TS Laura

Tropical Storm Laura is expected to become a Category 2 hurricane before making landfall South-Southwest of Sulphur this week.

Gov. John Bel Edwards, in a news briefing Sunday, urged Louisiana residents to be prepared to stay wherever they are at sundown for the next 72 hours.

One of two storms, Laura, is projected to make landfall near Cameron Parish and move up into Calcasieu Parish with 100 mph winds some time Wednesday.

But that’s not the half of it — literally — the state is facing a “one-two punch” from two storms set to journey across the Gulf of Mexico to strike opposite ends of the state within 48 hours of each other.

The first, Marco, reached Category 1 hurricane status before noon Sunday and is expected to began impacting the coast of Southeast Louisiana in the early morning hours of Monday. Marco is projected to swipe across Southwest Louisiana after making landfall, probably with Tropical Storm force winds.

· · · · · · ·

Resume the Tropical Storm Laura news article above, picking up after its final sentence.

GIVEN DATA:
· · · · · · ·

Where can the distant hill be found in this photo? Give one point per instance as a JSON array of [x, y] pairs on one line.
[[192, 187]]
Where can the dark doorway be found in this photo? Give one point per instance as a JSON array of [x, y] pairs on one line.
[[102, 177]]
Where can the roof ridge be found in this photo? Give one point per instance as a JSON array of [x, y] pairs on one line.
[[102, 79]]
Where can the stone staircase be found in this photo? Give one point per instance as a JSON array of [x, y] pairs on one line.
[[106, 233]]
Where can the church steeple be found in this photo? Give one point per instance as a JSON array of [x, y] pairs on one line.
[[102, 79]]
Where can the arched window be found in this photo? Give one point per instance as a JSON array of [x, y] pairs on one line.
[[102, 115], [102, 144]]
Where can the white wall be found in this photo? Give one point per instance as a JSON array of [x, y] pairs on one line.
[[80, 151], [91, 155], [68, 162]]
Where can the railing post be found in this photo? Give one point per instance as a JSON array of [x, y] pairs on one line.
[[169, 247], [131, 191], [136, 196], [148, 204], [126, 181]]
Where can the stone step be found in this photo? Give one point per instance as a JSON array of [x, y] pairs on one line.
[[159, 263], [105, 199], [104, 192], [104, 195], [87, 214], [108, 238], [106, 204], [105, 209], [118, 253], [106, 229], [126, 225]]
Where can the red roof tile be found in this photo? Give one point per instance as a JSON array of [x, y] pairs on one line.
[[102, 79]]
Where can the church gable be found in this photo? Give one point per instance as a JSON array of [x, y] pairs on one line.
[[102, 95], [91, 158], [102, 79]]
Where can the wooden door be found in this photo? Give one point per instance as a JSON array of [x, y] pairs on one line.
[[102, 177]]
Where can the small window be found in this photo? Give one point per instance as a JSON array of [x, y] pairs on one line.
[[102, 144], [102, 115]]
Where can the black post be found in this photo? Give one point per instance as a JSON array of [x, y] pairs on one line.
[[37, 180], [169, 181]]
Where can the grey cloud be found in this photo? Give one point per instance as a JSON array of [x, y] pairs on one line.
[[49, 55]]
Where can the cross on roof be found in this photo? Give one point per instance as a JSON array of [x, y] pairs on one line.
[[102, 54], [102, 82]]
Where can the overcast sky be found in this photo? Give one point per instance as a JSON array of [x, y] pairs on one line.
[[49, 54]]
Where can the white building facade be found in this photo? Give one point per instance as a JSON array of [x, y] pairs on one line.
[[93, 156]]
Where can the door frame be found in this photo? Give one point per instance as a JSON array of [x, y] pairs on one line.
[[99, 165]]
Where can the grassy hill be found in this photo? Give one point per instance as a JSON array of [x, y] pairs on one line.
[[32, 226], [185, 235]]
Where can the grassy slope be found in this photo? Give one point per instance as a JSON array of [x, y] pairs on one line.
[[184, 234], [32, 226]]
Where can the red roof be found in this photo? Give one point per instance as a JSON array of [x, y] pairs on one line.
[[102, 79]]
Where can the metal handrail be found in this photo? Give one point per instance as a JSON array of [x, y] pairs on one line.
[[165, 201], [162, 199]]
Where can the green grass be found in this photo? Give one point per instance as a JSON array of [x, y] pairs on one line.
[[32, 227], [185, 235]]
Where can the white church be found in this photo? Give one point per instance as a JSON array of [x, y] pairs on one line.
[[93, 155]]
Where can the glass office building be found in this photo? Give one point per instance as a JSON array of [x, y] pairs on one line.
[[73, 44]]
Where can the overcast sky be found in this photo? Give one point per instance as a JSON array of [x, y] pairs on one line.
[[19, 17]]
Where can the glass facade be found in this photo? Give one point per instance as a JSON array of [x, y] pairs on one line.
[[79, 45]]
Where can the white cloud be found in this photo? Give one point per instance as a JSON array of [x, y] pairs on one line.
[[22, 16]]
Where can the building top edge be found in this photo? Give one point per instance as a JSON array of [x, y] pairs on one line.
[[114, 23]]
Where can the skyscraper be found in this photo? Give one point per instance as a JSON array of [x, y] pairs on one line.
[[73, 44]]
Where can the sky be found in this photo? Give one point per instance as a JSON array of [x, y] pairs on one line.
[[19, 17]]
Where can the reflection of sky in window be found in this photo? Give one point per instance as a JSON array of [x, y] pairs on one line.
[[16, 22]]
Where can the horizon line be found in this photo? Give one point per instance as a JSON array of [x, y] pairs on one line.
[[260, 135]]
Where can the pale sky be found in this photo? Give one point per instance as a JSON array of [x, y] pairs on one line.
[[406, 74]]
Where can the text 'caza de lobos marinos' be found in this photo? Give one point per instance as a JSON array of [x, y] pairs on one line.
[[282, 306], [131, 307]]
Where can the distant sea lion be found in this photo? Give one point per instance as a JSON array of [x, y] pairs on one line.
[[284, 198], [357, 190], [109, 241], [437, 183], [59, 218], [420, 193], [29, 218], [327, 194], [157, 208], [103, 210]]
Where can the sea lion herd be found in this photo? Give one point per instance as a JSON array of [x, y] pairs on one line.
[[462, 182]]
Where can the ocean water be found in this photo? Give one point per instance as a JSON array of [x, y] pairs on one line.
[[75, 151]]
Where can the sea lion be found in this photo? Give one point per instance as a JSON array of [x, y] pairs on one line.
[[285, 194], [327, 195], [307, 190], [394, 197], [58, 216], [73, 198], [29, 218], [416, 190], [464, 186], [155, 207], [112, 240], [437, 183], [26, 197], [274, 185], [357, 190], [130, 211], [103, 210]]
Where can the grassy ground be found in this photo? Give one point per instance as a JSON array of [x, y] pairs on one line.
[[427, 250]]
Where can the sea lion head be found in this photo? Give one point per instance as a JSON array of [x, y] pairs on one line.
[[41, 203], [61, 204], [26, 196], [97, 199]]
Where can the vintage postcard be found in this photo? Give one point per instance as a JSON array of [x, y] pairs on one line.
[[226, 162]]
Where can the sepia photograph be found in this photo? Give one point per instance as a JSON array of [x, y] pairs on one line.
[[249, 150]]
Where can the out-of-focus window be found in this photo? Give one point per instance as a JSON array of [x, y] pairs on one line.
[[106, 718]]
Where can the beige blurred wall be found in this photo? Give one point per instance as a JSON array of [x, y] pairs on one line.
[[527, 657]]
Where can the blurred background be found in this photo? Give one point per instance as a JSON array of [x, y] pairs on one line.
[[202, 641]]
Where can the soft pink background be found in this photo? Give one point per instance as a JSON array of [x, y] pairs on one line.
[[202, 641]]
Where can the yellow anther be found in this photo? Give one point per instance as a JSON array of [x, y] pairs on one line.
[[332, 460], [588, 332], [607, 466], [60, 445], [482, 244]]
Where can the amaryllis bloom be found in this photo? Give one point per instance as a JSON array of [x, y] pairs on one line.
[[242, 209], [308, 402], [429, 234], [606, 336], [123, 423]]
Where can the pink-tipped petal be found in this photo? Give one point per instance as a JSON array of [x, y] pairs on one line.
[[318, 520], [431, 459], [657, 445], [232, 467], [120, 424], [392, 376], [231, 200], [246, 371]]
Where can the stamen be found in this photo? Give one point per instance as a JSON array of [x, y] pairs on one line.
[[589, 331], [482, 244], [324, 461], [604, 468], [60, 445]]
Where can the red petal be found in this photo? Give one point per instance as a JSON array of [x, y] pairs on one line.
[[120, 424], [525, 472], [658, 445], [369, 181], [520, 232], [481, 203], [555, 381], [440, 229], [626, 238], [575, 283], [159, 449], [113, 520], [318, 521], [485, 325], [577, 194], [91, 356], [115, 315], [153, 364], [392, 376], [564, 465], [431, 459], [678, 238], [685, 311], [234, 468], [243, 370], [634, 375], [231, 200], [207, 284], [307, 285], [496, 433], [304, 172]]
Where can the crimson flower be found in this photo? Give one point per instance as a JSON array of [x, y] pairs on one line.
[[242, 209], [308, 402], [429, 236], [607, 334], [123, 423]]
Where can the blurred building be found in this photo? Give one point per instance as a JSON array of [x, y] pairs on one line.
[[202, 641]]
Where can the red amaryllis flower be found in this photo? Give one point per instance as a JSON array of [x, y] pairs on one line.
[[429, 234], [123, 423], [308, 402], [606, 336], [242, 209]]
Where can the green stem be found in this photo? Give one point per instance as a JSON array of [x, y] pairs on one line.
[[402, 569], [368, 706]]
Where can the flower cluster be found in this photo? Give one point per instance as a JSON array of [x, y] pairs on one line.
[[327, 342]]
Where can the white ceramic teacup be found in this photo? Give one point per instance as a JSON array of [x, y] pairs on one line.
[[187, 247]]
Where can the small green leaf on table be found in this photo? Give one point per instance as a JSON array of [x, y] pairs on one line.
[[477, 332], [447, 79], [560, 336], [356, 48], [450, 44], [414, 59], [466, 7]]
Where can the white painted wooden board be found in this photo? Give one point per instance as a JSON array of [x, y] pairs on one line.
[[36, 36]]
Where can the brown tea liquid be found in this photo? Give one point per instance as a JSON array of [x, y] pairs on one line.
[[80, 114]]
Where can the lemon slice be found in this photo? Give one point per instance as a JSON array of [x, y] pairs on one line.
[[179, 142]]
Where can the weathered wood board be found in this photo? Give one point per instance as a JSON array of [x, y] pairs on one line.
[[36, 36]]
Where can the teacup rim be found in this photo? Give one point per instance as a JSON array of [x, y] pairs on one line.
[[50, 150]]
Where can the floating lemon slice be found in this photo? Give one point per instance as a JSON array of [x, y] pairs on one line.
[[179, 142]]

· · · · · · ·

EXERCISE RESPONSE:
According to Ben Schott, meteorologist in charge for the National Weather Service/ in New Orleans, the most important consideration with Marco is not the category of hurricane. “Unfortunately, Category 1 hurricanes still put a lot of people at risk to not only lose property, but also their lives,” Schott said.

Heavy rainfall, which can create flash flooding, will be more of a problem than wind, and coastal flooding and storm surge will be issues as Marco comes ashore.

Schott said there will be a continuous flow of water into areas across coastal Louisiana,which will enhance coastal flooding, even as Marco dissipates, courtesy of Laura, which is projected to be a Category 2 hurricane by Wednesday. The area will experience three to four days of water pushing inland, with storm surge somewhere in the 3-6 feet range, with higher amounts in some places. Marco also poses a widespread threat of tornadoes.

Marco is then expected to move slowly west and to hit the Texas state line Tuesday evening. Schott  said Hurricane Laura will simultaneously be making its way toward the state, with first impacts seen as early as Tuesday night, along the southern coast. He said Laura may have a pretty significant wind punch. The storm surge along southern Louisiana could be 7-10 feet, if not higher.

Schott said meteorologists will be closely monitoring Laura as it comes off Cuba. He said above-normal sea surface temperatures could propel Laura to a stronger hurricane than currently projected. It is unlikely that there will be any surprises from Marco as far as strength before it reaches the coast Monday.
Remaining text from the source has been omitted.